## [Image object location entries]

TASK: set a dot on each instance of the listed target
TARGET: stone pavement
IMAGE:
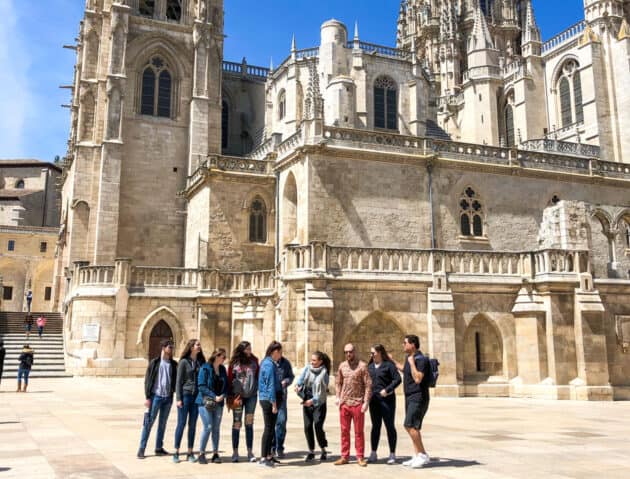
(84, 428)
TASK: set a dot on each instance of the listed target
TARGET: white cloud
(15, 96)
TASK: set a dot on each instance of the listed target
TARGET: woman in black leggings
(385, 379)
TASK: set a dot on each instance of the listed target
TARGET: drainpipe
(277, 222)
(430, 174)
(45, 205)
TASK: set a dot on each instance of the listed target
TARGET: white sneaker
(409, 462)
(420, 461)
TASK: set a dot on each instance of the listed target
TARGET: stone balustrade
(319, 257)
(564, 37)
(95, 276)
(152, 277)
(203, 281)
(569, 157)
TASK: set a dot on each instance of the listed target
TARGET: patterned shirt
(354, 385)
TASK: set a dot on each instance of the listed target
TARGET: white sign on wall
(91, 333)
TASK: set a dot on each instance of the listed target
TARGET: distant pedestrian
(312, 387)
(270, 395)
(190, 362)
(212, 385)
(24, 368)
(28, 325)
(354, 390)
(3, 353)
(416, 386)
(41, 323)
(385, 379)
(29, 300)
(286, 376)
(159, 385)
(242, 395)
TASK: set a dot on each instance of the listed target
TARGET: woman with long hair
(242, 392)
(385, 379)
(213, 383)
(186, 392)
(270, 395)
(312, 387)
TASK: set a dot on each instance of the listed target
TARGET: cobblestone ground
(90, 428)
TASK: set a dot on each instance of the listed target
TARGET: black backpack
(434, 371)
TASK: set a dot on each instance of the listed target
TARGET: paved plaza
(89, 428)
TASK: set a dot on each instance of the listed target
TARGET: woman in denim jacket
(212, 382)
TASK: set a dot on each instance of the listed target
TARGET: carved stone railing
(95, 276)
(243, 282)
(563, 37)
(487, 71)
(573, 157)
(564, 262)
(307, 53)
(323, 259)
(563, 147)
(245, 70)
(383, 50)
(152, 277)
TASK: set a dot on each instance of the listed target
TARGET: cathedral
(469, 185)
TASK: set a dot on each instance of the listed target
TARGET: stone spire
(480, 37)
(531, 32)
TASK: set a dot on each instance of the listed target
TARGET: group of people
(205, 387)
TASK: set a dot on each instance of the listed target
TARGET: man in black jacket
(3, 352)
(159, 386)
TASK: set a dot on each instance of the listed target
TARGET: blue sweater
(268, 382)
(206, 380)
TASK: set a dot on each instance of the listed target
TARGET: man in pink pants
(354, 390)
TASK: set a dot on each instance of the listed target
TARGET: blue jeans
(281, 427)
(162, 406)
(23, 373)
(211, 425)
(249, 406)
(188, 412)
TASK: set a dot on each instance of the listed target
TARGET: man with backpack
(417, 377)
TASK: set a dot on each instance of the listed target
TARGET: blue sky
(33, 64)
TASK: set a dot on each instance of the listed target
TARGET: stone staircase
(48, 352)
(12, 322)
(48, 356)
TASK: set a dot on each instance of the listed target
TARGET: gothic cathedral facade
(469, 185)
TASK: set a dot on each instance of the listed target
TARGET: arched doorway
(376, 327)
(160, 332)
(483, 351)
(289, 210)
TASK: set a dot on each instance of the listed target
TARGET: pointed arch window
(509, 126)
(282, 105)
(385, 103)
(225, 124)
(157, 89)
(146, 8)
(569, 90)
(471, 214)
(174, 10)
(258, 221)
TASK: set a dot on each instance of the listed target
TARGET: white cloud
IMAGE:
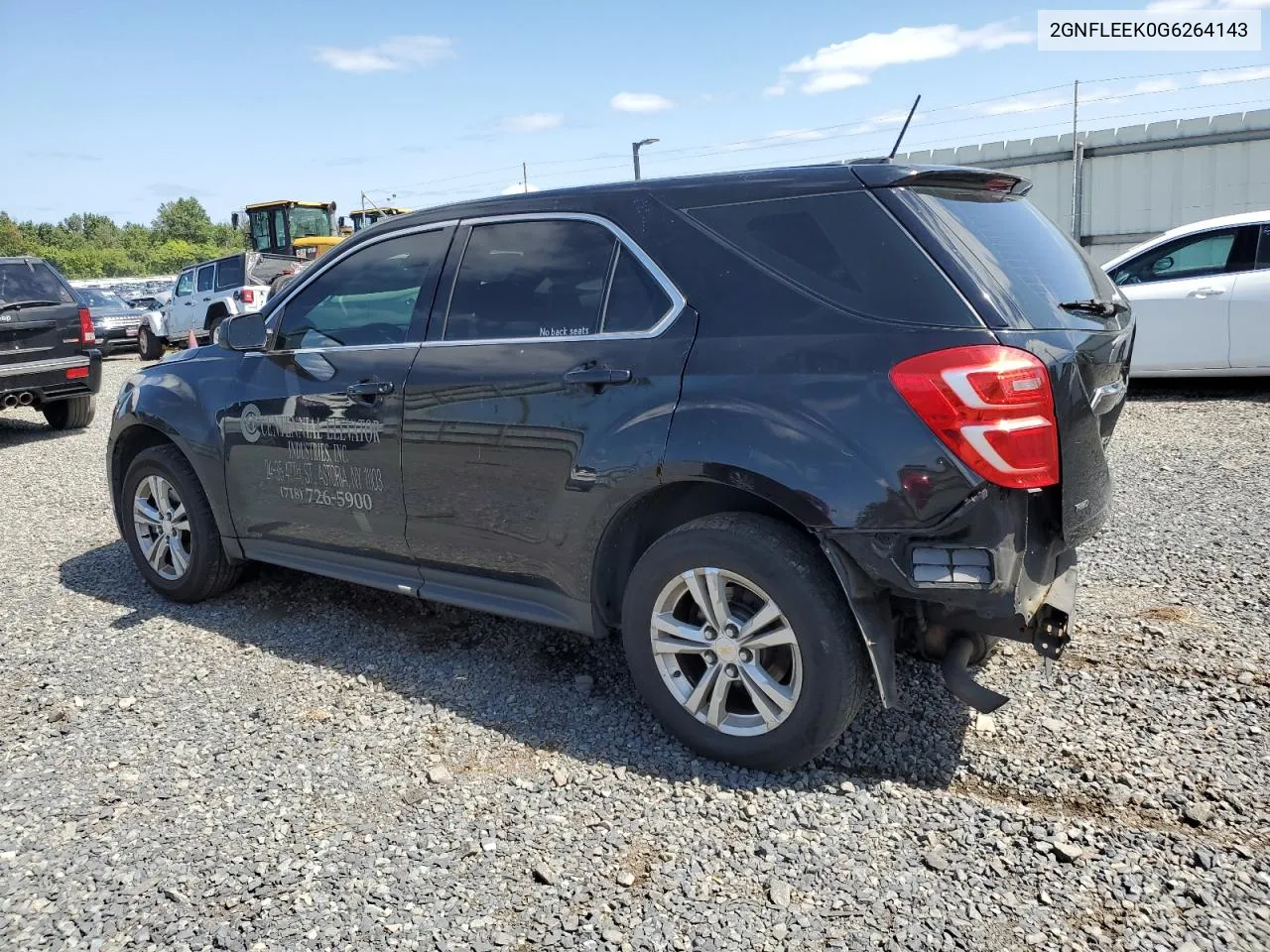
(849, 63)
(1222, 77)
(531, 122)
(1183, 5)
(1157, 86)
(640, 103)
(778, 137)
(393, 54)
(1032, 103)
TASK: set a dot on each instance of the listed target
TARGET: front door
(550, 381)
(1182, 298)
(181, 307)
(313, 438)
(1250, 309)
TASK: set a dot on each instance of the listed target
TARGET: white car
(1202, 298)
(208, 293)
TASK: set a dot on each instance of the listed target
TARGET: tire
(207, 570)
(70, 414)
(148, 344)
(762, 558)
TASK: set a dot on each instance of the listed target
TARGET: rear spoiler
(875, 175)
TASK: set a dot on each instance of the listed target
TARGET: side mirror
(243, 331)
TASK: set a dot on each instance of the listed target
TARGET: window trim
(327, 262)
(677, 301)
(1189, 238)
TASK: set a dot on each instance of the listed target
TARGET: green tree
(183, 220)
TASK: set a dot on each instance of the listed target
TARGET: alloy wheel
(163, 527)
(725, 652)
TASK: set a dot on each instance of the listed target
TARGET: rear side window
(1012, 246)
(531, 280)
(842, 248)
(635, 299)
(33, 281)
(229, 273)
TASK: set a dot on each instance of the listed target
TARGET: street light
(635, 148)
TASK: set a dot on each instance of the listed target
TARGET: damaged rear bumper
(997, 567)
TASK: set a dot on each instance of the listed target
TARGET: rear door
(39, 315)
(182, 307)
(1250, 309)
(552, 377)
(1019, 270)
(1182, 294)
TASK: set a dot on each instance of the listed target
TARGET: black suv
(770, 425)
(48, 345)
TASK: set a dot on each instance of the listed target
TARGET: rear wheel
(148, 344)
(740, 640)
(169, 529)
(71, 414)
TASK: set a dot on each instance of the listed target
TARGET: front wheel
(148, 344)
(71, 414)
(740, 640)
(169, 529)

## [WHAT YOU SHOULD DO]
Please write out all of the material above without changing a word, and omit any pictures.

## [SOLUTION FOR THIS TASK]
TASK: set a dot on each instance of the listed target
TARGET: stone pavement
IMAGE:
(84, 428)
TASK: set a dot on each instance of the listed target
TARGET: white cloud
(15, 96)
TASK: set a dot on each instance of the listed target
TARGET: woman in black leggings
(385, 379)
TASK: set a dot on each instance of the listed target
TARGET: drainpipe
(277, 222)
(430, 174)
(45, 205)
TASK: set a dot on each instance of the listed target
TARGET: white sneaker
(409, 462)
(420, 461)
TASK: set a dot on each instance of the listed target
TARGET: stone balustrade
(319, 257)
(564, 37)
(95, 276)
(152, 277)
(203, 281)
(569, 157)
TASK: set a dot on each instance of the listed target
TARGET: patterned shirt
(354, 385)
TASK: set a dot on each instance of the listed target
TARGET: white sign on wall
(91, 333)
TASK: set a dot on each instance of the listed target
TARGET: distant pedestrian
(312, 387)
(270, 395)
(190, 362)
(212, 385)
(24, 368)
(28, 325)
(354, 390)
(3, 353)
(416, 386)
(41, 323)
(385, 379)
(29, 300)
(286, 376)
(159, 385)
(242, 395)
TASK: set a dot on each instance of the listed target
TARGET: woman with long hair
(242, 392)
(385, 379)
(213, 383)
(186, 392)
(270, 395)
(312, 387)
TASK: set a dot on each instance of the listed target
TARGET: cobblestone ground
(90, 428)
TASK: set a dot on each instance of the listed target
TARGET: black backpack
(434, 371)
TASK: set a dot on each instance of the listed target
TARGET: paved plaza
(89, 428)
TASK: set a dot on each instance of the listed target
TARGET: woman in denim jacket
(212, 382)
TASK: set a dot on each instance of the listed target
TARGET: carved stone railing
(95, 276)
(243, 282)
(563, 37)
(487, 71)
(573, 157)
(564, 262)
(307, 53)
(323, 259)
(563, 147)
(245, 70)
(383, 50)
(152, 277)
TASK: set a dot on each instance of the listed target
TARGET: cathedral
(469, 185)
TASK: set a dot on each instance of the listed target
TARGET: stone spire
(480, 37)
(531, 32)
TASK: set a dot on each instance of the listed target
TARGET: group of people
(205, 387)
TASK: set a dot on each instance of the listed target
TARGET: man in black jacket
(3, 352)
(159, 386)
TASK: set a dot on each instance of the listed target
TARGET: blue sweater
(268, 382)
(206, 380)
TASK: set a dot on each instance of the listed target
TARGET: man in pink pants
(354, 390)
TASK: set a dot on each instance of the listed target
TARGET: blue jeans
(281, 427)
(162, 406)
(23, 373)
(211, 425)
(249, 406)
(188, 412)
TASK: set a dot on each instance of the listed target
TARGET: man with backpack
(417, 377)
TASK: set a dot on each instance of the listed target
TARGET: blue sky
(33, 64)
TASK: set a dot on each instance of the listed target
TARGET: stone staircase
(48, 352)
(12, 322)
(48, 356)
TASK: set a dot on each instance of the listed target
TARGET: gothic cathedral facade
(469, 185)
TASK: set a dot on each instance of the listed target
TARGET: arched doorway
(376, 327)
(160, 332)
(483, 351)
(289, 210)
TASK: set a dot on each instance of the listed target
TARGET: pointed arch window
(509, 126)
(282, 105)
(385, 103)
(225, 124)
(157, 89)
(146, 8)
(569, 90)
(471, 214)
(174, 10)
(258, 221)
TASK: set a dot on each instance of the listed target
TARGET: white cloud
IMAGE:
(849, 63)
(1222, 77)
(531, 122)
(1183, 5)
(1157, 86)
(640, 103)
(778, 137)
(393, 54)
(1032, 103)
TASK: set a dot on each instance of the listed target
TARGET: front door
(550, 381)
(1182, 298)
(181, 307)
(313, 438)
(1250, 309)
TASK: set a dot on each instance of the listed target
TARGET: white car
(1202, 298)
(208, 293)
TASK: set a dot on each instance of the listed target
TARGET: tire
(207, 570)
(70, 414)
(148, 344)
(762, 558)
TASK: set a dot on each instance of the listed target
TARGET: rear spoiler
(875, 175)
TASK: set a dot on each instance of the listed target
TARGET: side mirror
(243, 331)
TASK: set a dot on each instance of the listed target
TARGET: window trim
(327, 262)
(677, 301)
(1189, 238)
TASK: set a dot on each instance of the listed target
TARGET: green tree
(183, 220)
TASK: set a dot on each instance of the listed target
TARGET: alloy wheel
(163, 527)
(725, 652)
TASK: set a dot on each instance of the listed target
TARGET: rear side window
(1012, 246)
(531, 280)
(842, 248)
(635, 299)
(33, 281)
(229, 273)
TASK: set a dot on each instance of the listed target
TARGET: street light
(635, 148)
TASK: set a dot on each instance of the listed target
TARGET: damaged rear bumper
(997, 567)
TASK: set a dot on each instance of the listed target
TARGET: rear door
(39, 315)
(182, 307)
(1250, 309)
(552, 377)
(1019, 270)
(1182, 294)
TASK: set a dot on each instance of the listed target
TARGET: black suv
(770, 425)
(48, 345)
TASK: set a dot on each instance of the listed target
TARGET: rear wheel
(148, 344)
(740, 640)
(169, 529)
(71, 414)
TASK: set a dot on each instance of the listed target
TARGET: front wheel
(148, 344)
(71, 414)
(740, 640)
(169, 529)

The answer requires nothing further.